-- EXERCISE MATERIAL follows --
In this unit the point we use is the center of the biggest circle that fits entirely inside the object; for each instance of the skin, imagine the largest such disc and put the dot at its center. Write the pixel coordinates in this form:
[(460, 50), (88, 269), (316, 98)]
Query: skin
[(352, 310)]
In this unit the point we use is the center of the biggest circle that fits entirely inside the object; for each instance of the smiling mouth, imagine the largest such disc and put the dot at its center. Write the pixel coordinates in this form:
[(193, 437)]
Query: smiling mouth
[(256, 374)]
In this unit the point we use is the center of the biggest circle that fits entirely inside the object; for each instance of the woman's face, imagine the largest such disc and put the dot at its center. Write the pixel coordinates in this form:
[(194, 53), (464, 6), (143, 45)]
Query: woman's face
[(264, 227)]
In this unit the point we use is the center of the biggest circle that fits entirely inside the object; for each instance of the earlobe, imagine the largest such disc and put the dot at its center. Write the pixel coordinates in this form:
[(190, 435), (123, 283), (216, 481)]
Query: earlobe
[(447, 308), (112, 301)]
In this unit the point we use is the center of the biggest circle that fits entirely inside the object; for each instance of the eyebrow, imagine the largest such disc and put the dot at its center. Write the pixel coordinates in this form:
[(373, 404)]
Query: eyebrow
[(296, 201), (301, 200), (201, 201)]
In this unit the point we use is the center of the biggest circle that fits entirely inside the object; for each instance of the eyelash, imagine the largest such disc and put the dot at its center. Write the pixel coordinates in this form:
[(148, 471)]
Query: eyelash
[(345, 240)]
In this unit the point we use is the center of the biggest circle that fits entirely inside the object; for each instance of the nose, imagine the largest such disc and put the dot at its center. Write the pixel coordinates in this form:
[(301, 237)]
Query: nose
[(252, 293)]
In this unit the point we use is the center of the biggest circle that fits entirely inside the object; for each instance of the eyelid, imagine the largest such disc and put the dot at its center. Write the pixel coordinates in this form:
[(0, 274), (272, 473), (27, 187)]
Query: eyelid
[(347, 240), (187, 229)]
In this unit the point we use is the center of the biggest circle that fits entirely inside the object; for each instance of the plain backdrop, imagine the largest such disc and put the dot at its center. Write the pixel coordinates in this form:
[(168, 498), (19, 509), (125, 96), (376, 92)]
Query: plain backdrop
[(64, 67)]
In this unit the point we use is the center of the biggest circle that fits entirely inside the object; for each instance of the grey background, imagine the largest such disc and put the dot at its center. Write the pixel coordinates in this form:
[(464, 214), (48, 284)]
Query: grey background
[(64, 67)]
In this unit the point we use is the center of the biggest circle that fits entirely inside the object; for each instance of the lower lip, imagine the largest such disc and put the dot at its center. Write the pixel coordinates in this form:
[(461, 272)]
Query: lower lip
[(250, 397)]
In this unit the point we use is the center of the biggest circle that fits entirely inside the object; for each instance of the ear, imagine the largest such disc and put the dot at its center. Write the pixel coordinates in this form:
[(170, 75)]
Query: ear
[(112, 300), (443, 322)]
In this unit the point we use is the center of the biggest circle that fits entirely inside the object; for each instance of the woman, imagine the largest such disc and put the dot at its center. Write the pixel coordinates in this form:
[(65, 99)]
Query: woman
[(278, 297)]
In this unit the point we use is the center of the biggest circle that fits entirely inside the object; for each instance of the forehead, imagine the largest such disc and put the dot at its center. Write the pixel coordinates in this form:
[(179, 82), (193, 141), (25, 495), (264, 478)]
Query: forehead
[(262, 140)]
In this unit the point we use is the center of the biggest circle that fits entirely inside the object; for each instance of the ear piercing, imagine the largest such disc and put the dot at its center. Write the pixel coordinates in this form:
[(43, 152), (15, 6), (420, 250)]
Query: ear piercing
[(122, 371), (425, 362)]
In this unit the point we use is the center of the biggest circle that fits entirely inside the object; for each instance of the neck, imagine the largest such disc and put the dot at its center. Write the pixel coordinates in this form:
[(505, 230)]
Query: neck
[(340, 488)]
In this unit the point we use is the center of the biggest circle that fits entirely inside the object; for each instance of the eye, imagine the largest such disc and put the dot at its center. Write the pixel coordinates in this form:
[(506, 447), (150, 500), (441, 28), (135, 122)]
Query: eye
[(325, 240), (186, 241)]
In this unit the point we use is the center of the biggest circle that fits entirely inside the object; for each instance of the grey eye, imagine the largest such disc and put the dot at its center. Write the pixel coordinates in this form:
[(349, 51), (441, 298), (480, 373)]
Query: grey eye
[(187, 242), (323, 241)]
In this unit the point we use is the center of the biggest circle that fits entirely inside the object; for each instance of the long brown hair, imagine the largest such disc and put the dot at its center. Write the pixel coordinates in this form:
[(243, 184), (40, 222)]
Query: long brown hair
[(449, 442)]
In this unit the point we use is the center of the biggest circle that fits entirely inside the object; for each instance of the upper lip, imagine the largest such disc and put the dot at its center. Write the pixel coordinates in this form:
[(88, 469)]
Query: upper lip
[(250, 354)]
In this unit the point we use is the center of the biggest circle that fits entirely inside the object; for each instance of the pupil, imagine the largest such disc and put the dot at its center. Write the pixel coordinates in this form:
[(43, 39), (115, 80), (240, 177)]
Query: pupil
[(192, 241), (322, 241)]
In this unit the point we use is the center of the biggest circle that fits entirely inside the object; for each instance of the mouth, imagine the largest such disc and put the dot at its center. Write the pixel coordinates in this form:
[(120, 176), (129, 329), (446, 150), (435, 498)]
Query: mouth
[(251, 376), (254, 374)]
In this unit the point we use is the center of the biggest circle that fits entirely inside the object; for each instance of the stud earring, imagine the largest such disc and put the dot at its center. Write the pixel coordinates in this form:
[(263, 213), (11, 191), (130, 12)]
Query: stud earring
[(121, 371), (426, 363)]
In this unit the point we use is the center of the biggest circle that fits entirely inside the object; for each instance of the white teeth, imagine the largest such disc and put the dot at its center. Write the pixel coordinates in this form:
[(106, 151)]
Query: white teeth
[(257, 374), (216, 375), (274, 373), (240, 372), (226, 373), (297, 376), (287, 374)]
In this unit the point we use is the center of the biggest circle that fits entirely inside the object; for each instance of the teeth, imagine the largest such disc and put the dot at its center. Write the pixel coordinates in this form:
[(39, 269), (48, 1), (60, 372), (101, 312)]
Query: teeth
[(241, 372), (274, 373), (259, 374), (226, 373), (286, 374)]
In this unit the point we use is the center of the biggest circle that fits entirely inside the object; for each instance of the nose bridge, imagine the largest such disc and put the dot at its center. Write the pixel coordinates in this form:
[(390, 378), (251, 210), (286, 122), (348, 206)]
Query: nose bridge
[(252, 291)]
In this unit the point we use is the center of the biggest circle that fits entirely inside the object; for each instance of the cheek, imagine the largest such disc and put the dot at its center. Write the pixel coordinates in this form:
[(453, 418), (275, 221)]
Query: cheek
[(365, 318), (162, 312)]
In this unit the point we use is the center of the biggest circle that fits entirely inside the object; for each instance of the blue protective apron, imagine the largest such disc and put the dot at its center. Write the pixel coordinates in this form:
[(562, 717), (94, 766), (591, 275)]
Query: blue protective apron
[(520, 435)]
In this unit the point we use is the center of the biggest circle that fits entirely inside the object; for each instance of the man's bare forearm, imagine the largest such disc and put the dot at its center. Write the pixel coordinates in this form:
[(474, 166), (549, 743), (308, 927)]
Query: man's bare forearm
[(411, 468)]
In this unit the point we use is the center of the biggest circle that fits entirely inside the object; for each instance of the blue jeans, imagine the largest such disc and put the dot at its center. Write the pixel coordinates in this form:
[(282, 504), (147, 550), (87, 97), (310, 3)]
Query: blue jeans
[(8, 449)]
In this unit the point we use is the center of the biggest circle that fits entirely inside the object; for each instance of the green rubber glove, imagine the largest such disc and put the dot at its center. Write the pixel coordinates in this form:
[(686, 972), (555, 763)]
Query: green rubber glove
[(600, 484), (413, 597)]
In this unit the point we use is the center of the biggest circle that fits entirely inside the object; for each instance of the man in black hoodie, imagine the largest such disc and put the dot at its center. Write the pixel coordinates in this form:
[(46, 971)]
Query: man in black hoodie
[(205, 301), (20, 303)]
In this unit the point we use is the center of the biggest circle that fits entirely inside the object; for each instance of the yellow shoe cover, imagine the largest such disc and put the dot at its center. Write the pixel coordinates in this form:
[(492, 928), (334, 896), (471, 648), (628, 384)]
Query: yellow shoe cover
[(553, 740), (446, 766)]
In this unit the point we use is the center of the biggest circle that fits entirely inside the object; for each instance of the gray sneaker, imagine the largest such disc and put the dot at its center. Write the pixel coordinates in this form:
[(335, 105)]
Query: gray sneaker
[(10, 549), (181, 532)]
-- EXERCISE MATERIAL concluded --
EXERCISE DESCRIPTION:
The answer is the lines above between the line holding "of the plain" and the line holding "[(464, 214), (48, 284)]", inclusive, each written out exactly, and no others.

REPLY:
In this unit the point we use is the center of the biggest circle that fits entirely inside the object; for each instance of the plain backdrop, imagine the largest such disc and put the dot at its center. Write the pixel coordinates in this form:
[(168, 498), (19, 509), (125, 96), (376, 92)]
Query: plain backdrop
[(64, 67)]
In this unit the point we use is the center of the biggest circle that fits entirely inside the object; for each instance of the grey background, imagine the largest such disc and put the dot at its center. Write the pixel coordinates in this form:
[(464, 214), (48, 284)]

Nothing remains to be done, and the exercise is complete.